* TASK DATA
"""

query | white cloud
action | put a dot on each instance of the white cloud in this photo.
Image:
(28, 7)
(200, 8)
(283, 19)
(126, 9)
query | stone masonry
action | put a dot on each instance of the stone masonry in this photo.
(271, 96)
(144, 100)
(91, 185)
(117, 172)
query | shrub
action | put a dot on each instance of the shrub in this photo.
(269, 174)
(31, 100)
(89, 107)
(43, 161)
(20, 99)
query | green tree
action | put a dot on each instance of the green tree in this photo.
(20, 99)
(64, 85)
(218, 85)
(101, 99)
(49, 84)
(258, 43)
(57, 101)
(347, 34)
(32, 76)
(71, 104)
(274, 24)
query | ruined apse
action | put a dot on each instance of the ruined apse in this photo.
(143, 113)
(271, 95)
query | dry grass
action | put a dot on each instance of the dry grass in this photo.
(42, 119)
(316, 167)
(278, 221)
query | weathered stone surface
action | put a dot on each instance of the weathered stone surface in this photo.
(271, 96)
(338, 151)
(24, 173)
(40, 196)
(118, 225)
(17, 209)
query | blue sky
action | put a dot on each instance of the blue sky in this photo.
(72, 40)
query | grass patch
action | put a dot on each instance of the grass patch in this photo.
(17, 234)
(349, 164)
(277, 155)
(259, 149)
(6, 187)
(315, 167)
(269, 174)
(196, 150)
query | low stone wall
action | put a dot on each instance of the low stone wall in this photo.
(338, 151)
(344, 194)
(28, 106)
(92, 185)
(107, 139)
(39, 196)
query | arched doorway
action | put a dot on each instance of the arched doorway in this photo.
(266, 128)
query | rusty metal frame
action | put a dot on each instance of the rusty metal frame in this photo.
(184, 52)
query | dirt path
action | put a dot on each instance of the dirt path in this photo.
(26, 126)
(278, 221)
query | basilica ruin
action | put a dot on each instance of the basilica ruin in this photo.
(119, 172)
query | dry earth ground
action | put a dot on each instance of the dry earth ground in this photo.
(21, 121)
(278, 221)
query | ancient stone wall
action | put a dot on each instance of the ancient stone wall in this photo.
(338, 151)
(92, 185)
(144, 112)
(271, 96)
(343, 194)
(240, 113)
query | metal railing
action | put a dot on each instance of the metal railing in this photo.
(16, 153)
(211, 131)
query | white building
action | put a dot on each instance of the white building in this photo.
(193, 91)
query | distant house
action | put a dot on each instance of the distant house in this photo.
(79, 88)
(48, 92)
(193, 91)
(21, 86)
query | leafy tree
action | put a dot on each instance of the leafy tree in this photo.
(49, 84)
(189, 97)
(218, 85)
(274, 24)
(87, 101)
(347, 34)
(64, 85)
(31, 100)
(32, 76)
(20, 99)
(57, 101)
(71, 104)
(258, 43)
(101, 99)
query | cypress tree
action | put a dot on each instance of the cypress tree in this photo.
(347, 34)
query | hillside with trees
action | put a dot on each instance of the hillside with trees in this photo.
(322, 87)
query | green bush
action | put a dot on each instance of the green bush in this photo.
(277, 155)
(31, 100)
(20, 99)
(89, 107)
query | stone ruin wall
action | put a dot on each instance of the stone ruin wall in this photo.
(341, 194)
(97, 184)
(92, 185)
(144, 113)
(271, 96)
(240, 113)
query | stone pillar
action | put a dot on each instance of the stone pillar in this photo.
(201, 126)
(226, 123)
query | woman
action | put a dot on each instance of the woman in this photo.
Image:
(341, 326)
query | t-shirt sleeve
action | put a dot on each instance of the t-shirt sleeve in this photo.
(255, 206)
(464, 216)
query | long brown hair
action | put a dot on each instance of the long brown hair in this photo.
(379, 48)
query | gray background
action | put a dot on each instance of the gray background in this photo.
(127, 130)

"""
"""

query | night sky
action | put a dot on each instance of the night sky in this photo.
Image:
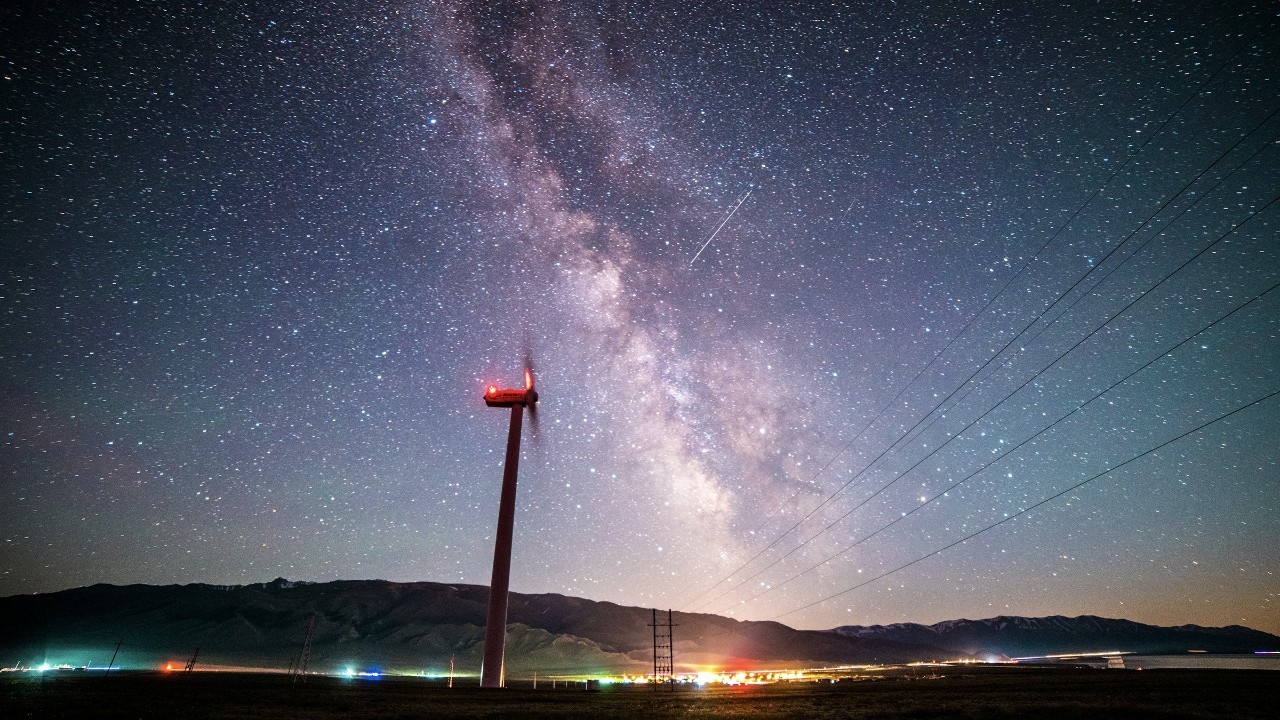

"""

* PROBLEM TO WORK ON
How many lines of the records contain the word "basilica"? Reply with the number only.

* FINISHED EXERCISE
2